_TEXT TO READ_.
====================

Macurda v. Lewiston Journal Co.

King, J.

Each action is to recover damages for an alleged libel and is before the Law Court on a general demurrer to the declaration. In the first action the publication of the alleged libelous matter is stated in this form :

"Said defendant did .... falsely and maliciously compose, print, publish and circulate, or cause to be composed, printed, published and circulated in a certain public newspaper .... a certain scandalous and malicious libel of and concerning the plaintiff.”

In the other action the publication is stated in this form:

"Said defendant did .... falsely and maliciously compose and publish or cause and prepare to be composed and published .... in a certain newspaper .... a certain scandalous and malicious libel of and concerning the plaintiff.”

It is a general rule of pleading, too well settled to need the citation of authorities, that the declaration must allege the gravamen — the grievance complained of with such precision, certainty and definiteness that the defendant may know what to answer by his pleading and proof.

A disjunctive allegation as to the essence of the cause of action is as pure an example of uncertainty and indefiniteness in pleading as can well be found, for it completely conceals from the defendant the ground upon which a recovery is claimed.

====================

_REQUIRED TASKS_.
(1) List the four acts that the first action's declaration, as quoted in the libel opinion, charges the defendant with doing to the alleged libel.
(2) According to the libel opinion, why is a disjunctive allegation about the essence of the cause of action a clear case of uncertainty in pleading?

_PROVIDED MATERIAL_.
====================

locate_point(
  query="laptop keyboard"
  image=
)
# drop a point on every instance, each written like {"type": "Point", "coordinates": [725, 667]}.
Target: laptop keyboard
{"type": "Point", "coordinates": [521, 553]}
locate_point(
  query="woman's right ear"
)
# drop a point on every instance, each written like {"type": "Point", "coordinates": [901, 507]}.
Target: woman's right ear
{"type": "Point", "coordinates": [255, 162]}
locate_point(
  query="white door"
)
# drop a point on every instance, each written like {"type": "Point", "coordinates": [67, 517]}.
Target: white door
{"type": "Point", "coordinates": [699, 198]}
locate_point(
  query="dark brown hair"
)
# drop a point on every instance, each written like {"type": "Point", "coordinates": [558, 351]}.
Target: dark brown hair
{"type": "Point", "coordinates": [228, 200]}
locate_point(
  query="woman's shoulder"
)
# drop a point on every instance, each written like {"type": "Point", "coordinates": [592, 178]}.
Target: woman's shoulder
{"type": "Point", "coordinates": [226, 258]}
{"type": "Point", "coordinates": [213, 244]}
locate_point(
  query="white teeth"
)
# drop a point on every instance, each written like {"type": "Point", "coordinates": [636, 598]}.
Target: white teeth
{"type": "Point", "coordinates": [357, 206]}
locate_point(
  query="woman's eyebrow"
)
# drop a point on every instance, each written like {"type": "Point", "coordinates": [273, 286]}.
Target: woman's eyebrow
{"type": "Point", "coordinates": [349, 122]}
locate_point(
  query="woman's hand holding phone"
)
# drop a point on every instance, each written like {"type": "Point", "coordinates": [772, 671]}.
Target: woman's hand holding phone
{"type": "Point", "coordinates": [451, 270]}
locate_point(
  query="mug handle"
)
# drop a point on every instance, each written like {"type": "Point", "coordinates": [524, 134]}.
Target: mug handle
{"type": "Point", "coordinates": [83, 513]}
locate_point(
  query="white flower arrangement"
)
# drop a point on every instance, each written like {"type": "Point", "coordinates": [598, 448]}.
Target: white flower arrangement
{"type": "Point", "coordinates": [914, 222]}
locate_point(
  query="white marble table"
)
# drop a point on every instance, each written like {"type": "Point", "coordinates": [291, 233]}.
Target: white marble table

====================

_RESPONSES PER TASK_.
(1) compose, print, publish, circulate

(2) It completely hides from the defendant the ground on which a recovery is claimed. That defeats the rule that the declaration must state the grievance precisely enough for the defendant to know what to answer by his pleading and proof.